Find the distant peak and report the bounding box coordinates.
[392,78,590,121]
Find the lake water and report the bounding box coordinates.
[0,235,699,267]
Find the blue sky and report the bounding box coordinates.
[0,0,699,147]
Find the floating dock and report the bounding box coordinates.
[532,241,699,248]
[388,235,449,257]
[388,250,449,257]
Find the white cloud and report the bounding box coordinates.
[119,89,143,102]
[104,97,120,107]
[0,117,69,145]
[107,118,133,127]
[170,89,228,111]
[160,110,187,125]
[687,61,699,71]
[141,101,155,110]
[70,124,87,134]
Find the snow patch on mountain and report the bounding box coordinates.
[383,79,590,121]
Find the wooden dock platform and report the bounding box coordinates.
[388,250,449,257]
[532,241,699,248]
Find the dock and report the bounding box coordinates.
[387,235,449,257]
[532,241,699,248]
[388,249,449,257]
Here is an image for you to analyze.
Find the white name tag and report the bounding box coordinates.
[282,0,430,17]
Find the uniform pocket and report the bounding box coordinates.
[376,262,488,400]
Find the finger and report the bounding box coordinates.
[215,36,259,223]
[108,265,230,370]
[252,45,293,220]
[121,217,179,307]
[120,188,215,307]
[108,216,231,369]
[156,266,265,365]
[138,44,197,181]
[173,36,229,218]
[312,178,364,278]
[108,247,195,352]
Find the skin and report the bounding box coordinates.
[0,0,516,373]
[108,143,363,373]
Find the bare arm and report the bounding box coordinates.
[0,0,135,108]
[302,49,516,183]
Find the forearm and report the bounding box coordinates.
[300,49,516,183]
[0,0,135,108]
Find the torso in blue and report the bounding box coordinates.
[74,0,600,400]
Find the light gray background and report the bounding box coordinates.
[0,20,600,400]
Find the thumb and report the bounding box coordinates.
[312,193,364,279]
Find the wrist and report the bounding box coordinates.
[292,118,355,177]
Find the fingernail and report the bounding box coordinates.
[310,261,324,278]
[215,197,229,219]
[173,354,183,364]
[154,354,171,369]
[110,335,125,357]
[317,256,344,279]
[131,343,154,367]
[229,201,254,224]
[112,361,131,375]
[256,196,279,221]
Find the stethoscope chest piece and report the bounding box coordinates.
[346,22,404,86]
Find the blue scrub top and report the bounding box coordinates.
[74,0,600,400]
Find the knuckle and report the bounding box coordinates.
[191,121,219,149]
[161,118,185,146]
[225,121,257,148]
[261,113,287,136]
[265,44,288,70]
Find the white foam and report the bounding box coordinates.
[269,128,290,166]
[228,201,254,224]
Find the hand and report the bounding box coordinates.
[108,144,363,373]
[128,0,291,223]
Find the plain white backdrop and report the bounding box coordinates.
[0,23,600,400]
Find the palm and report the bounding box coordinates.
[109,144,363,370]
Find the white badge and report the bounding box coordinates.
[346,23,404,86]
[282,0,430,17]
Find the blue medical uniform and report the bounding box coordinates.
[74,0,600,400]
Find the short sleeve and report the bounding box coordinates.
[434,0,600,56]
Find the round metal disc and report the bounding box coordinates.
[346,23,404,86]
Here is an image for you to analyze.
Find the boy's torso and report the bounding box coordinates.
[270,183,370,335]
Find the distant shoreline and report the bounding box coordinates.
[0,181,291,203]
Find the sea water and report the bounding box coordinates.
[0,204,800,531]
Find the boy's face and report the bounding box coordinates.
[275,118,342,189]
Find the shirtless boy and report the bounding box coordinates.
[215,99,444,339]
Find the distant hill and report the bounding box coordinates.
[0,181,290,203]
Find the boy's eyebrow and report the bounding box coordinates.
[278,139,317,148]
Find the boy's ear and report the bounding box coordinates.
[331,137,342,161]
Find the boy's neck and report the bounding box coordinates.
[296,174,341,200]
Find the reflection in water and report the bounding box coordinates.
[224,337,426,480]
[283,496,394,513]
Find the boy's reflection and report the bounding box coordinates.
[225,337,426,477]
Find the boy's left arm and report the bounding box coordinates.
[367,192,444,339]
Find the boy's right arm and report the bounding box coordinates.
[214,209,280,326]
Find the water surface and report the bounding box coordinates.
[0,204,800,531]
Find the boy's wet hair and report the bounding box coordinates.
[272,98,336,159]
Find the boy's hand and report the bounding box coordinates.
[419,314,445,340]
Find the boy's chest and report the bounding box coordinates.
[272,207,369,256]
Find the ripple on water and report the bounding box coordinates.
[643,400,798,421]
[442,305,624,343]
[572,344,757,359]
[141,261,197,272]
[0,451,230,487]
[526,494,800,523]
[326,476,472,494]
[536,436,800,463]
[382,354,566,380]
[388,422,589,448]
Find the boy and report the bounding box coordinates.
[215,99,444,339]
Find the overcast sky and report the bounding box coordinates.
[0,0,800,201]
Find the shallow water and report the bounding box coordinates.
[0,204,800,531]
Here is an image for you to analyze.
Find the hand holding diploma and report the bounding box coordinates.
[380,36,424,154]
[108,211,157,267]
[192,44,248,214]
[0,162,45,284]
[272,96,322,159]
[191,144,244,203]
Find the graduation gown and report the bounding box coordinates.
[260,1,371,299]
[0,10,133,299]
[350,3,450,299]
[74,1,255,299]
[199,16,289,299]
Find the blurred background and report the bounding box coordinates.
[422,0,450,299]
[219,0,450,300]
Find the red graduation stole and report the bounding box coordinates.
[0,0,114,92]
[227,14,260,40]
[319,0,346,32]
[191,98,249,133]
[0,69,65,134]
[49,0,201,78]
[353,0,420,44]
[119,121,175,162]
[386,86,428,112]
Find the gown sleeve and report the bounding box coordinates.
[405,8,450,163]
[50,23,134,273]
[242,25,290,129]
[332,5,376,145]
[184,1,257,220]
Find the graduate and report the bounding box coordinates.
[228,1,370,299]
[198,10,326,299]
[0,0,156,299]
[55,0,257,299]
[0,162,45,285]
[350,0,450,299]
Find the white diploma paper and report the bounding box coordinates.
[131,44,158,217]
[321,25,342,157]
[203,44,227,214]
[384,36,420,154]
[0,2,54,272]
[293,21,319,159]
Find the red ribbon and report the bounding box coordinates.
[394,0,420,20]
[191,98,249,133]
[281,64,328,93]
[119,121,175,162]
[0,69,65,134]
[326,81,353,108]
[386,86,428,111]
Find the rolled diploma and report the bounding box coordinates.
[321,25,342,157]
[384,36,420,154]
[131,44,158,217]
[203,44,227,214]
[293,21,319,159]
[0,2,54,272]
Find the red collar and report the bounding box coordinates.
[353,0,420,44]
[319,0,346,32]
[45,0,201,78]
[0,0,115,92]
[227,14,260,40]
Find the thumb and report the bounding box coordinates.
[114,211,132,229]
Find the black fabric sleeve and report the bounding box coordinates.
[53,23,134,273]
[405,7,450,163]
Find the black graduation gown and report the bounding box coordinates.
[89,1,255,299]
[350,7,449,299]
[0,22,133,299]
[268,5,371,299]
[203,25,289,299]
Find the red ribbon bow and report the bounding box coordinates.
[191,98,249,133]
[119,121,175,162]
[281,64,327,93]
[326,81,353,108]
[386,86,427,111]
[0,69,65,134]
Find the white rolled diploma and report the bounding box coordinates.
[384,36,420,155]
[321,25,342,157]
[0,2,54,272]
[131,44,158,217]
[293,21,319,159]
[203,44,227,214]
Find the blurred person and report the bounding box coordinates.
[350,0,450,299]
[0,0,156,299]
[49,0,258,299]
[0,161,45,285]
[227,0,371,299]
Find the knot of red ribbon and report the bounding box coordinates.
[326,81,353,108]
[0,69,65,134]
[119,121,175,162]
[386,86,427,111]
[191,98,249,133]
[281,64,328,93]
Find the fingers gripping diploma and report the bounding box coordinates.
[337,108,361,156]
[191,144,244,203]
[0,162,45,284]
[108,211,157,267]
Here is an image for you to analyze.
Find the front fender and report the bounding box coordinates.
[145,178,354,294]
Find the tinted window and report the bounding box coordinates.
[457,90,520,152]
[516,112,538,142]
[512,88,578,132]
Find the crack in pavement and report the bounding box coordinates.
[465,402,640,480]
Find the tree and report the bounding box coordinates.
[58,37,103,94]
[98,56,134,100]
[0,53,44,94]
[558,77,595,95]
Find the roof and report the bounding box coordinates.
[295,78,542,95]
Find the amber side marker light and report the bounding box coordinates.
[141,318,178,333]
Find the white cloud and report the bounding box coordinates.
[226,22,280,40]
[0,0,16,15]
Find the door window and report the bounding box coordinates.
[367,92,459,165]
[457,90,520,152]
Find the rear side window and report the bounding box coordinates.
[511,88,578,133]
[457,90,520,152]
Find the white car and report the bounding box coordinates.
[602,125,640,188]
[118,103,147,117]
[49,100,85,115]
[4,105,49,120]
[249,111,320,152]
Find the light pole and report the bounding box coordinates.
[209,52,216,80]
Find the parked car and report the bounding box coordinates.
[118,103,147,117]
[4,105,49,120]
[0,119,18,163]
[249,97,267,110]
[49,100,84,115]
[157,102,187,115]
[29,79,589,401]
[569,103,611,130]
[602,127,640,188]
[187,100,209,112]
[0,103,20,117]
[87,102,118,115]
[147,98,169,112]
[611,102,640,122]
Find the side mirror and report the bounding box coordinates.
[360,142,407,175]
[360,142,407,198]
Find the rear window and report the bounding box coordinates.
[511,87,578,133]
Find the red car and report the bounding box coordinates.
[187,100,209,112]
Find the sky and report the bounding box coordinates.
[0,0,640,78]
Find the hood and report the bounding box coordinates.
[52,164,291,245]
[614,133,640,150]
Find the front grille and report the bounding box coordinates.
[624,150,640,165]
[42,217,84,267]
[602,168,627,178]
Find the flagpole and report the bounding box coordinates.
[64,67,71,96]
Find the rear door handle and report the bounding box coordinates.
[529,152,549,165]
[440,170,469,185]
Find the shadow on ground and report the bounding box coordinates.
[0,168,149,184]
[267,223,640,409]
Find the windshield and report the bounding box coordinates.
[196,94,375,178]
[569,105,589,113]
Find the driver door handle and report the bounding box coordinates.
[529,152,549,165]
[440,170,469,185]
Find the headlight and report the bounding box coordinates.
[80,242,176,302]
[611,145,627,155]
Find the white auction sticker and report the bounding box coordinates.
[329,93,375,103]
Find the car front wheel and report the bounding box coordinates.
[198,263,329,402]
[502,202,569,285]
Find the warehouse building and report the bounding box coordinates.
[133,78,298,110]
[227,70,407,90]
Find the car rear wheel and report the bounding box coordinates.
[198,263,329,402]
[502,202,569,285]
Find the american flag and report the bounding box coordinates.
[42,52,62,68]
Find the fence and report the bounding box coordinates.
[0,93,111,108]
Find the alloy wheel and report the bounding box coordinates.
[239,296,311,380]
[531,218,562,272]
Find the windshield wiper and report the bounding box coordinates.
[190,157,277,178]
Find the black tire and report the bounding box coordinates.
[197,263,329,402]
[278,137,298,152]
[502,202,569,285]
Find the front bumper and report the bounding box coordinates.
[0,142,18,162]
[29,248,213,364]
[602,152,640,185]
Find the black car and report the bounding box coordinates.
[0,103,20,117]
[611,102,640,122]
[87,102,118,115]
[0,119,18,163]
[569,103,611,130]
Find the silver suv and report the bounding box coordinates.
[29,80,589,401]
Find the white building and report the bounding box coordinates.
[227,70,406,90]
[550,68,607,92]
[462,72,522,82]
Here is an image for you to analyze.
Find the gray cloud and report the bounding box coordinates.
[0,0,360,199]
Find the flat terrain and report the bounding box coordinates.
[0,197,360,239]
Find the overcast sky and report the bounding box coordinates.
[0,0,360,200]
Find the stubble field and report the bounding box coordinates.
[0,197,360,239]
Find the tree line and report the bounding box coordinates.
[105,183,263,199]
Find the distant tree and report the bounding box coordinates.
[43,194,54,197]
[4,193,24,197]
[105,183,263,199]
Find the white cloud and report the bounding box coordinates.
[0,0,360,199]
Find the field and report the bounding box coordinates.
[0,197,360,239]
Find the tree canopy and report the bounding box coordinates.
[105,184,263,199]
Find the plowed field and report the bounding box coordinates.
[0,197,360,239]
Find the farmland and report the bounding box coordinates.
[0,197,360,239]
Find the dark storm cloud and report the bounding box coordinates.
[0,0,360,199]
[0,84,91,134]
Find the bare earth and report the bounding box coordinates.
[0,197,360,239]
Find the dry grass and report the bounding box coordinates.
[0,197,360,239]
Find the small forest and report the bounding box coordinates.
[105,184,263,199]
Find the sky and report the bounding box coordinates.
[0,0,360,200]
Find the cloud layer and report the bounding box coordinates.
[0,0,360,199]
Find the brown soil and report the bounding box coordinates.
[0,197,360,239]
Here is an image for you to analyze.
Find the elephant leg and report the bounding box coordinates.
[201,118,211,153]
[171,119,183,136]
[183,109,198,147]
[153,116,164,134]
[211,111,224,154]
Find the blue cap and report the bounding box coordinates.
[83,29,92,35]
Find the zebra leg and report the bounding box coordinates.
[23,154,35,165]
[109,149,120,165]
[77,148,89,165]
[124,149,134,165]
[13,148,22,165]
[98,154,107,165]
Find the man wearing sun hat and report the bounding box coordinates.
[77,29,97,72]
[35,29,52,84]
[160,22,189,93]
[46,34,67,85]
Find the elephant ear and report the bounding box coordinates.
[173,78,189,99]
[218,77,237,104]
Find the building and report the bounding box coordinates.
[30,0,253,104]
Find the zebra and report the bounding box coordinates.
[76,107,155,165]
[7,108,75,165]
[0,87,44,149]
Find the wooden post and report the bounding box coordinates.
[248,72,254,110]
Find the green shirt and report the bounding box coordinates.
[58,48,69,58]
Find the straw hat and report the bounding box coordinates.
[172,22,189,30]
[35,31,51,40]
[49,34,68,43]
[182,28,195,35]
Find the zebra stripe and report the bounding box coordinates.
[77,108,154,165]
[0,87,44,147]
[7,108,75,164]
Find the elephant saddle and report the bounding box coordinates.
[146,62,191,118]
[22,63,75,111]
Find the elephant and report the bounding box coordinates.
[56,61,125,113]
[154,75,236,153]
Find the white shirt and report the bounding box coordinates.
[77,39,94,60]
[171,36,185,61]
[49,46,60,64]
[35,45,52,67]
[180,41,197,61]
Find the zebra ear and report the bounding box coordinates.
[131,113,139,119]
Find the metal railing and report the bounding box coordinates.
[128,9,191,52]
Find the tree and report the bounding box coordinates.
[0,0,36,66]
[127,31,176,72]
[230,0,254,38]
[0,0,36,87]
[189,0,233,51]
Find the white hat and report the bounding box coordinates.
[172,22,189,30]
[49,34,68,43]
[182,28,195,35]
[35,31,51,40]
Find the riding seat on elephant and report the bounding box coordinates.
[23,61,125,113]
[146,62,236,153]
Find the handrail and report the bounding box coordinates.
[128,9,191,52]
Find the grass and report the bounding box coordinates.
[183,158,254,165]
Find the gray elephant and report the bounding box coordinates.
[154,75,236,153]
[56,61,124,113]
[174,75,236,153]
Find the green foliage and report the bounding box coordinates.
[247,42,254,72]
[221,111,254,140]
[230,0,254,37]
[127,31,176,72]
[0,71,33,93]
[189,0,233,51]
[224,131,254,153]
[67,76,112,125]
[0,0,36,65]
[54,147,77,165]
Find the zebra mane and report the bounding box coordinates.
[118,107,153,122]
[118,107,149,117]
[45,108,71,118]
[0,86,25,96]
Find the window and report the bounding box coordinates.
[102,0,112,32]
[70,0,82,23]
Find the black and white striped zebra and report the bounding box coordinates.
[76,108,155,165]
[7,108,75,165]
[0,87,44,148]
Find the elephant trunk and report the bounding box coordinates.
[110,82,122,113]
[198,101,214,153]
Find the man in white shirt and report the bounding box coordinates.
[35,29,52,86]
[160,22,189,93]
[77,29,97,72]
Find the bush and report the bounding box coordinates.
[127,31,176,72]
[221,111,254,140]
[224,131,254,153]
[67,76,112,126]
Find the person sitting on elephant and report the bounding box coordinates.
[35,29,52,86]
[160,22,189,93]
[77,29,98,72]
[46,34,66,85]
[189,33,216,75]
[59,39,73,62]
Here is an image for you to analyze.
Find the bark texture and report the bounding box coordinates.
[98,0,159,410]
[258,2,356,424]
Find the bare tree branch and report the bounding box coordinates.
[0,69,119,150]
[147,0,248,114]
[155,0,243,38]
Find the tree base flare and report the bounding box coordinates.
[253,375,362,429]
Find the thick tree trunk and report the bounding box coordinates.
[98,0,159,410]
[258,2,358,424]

Objective >> Rewrite everything above, from the first item down to the line containing "[292,118,355,177]", with the requests included, and increase every bounding box coordinate in the answers by 89.

Final result >>
Find the distant peak and report the bounding box coordinates.
[481,167,679,210]
Find the lake water and report the bounding box coordinates.
[89,324,788,356]
Find the blue sky and report the bounding box coordinates.
[89,89,788,236]
Find the floating dock and report the bounding box coordinates.
[621,330,788,337]
[477,324,538,346]
[477,339,538,346]
Find the white cloud and report the bounding box coordinates.
[208,178,232,191]
[193,186,209,196]
[89,206,158,234]
[196,207,222,216]
[259,178,317,200]
[249,199,276,214]
[776,150,788,160]
[230,190,244,199]
[159,213,176,223]
Find the snow patch on mountain and report the bounding box coordinates.
[472,168,679,210]
Find the wooden dock platform and report the bounding box coordinates.
[477,339,538,346]
[621,330,788,337]
Find the dock and report the bounding box coordinates.
[476,324,538,346]
[621,330,788,337]
[477,338,538,346]
Here is an image for you to analyze.
Find the white name tag and report the bounding box coordinates.
[371,89,519,106]
Find the uniform pocket and report the bounding box coordinates.
[465,351,577,489]
Find the finger and report the bounding box coordinates.
[304,125,348,312]
[197,354,319,459]
[341,134,382,309]
[210,306,268,396]
[209,277,304,396]
[197,305,320,458]
[245,355,354,454]
[227,133,286,270]
[262,125,318,307]
[401,267,453,367]
[197,336,284,441]
Find the skin and report the bounding box coordinates.
[89,89,605,462]
[197,232,452,462]
Find the bare arm and report the bounding box coordinates.
[89,89,224,197]
[391,138,605,272]
Find the forearm and report the bounding box coordinates.
[389,138,605,272]
[89,89,224,197]
Find the torso in blue and report the bounding box coordinates.
[163,89,689,489]
Find the light gray background and report the bounding box coordinates.
[89,109,689,489]
Find the thumb and report the bounding box coordinates.
[401,282,453,368]
Find the wrist and report the bounding box coordinates.
[381,207,444,266]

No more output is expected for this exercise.